(Data extracted from a collection)
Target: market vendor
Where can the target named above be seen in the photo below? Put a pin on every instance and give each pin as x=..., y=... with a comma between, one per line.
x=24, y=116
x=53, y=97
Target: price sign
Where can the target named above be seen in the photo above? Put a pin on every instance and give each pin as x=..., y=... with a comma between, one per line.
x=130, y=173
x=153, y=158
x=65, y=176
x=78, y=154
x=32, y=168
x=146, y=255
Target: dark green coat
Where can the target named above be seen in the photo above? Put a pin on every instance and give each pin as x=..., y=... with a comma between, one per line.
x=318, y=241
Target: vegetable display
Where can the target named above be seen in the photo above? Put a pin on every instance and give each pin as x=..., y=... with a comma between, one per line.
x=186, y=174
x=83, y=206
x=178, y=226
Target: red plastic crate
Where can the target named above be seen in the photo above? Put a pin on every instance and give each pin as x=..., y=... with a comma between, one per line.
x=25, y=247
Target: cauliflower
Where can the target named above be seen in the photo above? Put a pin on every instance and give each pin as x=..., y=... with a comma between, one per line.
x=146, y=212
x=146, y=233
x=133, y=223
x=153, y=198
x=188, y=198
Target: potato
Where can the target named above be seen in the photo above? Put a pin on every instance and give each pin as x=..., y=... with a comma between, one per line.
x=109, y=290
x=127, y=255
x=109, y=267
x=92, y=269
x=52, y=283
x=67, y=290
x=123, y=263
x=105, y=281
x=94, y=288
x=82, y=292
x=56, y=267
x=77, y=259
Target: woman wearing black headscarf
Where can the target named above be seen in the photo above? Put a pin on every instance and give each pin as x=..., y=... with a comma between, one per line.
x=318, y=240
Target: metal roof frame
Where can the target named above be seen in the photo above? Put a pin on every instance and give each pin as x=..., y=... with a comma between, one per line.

- **WHAT IS NEEDED**:
Return all of the data word for word.

- **WRITTEN ANSWER**:
Target: market vendor
Where can the target named above be seen in the photo below? Put a pin on every instance and give each pin as x=..., y=... with a comma between, one per line.
x=24, y=116
x=53, y=97
Target: price sign
Where can the target named above be seen in the photo above? Put a pin on every instance and give each pin as x=..., y=... with a comma between, one per line.
x=130, y=173
x=153, y=158
x=65, y=176
x=78, y=154
x=32, y=168
x=146, y=255
Target: dark green coat
Where can the target named above be seen in the photo above? Put a pin on every instance and give each pin as x=..., y=... with a comma between, one per line.
x=318, y=241
Target: vegetable display
Where can the target named above be seen in the photo above? Put a pin on every instance and give each pin as x=..., y=... with a comma between, one per line.
x=186, y=174
x=83, y=206
x=178, y=226
Target: red plastic crate
Where can the target named above be seen in the photo above? Put a pin on every instance and give each pin as x=..., y=... with a comma between, one per line.
x=25, y=247
Target: cauliflower
Where can the target named above be seen in the photo above? Put a pin on every instance and give each pin as x=..., y=... with a comma between, one per line.
x=146, y=212
x=146, y=233
x=133, y=223
x=153, y=198
x=188, y=198
Target: potato
Where can the target named above be seen in the photo above? Put a pin on every instance and give each pin as x=..., y=... with a comma between, one per line.
x=109, y=290
x=127, y=255
x=109, y=267
x=92, y=269
x=52, y=283
x=67, y=290
x=123, y=263
x=105, y=281
x=94, y=288
x=82, y=292
x=56, y=267
x=77, y=259
Target: woman wearing black headscarf
Where can the target named above be seen in the photo above? Put a pin on every instance and give each pin as x=..., y=... with a comma between, one per line.
x=318, y=240
Target: metal roof frame
Where can the target named above be seen in the photo above? Put a pin on every instance and give each pin as x=..., y=... with a comma between, one per line.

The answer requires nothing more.